● **GIVEN INSTRUCTION**:
In the text below on sample quantiles, at what value of p is the numerator p(1−p) of the variance largest?

# Asymptotic normality of sample quantiles

Let $X_1, \dots, X_n$ be i.i.d. random variables with the cumulative distribution function (CDF) $F$. The central limit theorem demonstrates that the sample mean $\overline{X}_n$ is asymptotically normal (as long as $F$ has a finite second moment):

\begin{aligned} \sqrt{n} (\overline{X}_n - \mu) \stackrel{d}{\rightarrow} \mathcal{N}(0, \sigma^2), \end{aligned}

where $\mu$ and $\sigma^2$ are the mean and variance of the random variable with CDF $F$.

It turns out that for any $0 < p < 1$, the $p$th sample quantile is asymptotically normal as well. Here is the result:

Theorem. Fix $0 < p < 1$. If $F$ is differentiable at the $p$th quantile $F^{-1}(p)$ with positive derivative $f(F^{-1}(p))$, then the sample quantile $F_n^{-1}(p)$ is asymptotically normal:

\begin{aligned} \sqrt{n}\left( F_n^{-1}(p) - F^{-1}(p) \right) \stackrel{d}{\rightarrow} \mathcal{N} \left( 0, \dfrac{p(1-p)}{f^2 (F^{-1}(p))} \right). \end{aligned}

This is frequently cited as Corollary 21.5 in Reference 1. A proof of this result can be found in Reference 2 (there, $x$ refers to $F^{-1}(p)$ above). (It is essentially an application of the Central Limit Theorem followed by an application of the delta method.)

The numerator of the variance $p(1-p)$ is largest when $p = 1/2$ and gets smaller as we go to more extreme quantiles. This makes intuitive sense: for a fixed level of precision, we need more data to estimate the extreme quantiles as compared to the central quantiles.

The denominator of the variance $f^2 (F^{-1}(p))$ is largest when the CDF $F$ is changing rapidly at the $p$th quantile. This again makes intuitive sense: if $F$ is changing a lot there, it means that we have greater probability of getting some samples in the neighborhood of $F^{-1}(p)$, and so we can estimate it more accurately.

References:

1. Van der Vaart, A. W. (2000). Asymptotic statistics.
2. Stephens, D. A. Asymptotic distribution of sample quantiles.

# The math behind quantile regression

In this previous post, we introduced quantile regression and demonstrated how to run it in R. In this post, we dig into the math behind quantile regression.

Actually, before we get into quantile regression, let’s talk about quantiles. Given some observations $y_1, y_2, \dots, y_n \in \mathbb{R}$, how do we define the 50th quantile, better known as the median? In high school, we are taught that if we line up all our observations in ascending order, the median is the element right in the middle if $n$ is odd, or the sum of the two middle elements if $n$ is even. Quantiles can be defined in a similar manner: for $\tau \in (0,1)$, the $\tau$th quantile is a value such that at least $\tau$ fraction of the observations are less than or equal to it.

● **STORED RECORDS**:
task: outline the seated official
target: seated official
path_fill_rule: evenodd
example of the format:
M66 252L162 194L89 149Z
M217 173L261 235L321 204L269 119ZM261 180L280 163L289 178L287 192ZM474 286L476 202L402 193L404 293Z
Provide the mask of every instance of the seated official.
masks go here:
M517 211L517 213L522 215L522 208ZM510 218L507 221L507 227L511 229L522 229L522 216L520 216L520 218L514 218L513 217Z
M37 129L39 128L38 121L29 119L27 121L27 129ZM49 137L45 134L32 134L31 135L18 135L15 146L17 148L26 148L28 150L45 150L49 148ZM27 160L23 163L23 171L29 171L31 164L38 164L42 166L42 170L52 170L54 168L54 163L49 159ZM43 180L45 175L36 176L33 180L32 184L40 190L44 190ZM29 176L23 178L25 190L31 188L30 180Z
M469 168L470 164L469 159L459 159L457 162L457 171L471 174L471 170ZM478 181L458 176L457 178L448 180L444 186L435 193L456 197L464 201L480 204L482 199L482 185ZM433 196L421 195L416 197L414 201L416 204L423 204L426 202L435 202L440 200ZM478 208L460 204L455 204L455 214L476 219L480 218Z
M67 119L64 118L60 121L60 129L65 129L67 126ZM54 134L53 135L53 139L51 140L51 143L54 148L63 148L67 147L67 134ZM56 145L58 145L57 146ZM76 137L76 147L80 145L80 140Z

● **ANSWER BELOW**:
It is largest when p = 1/2.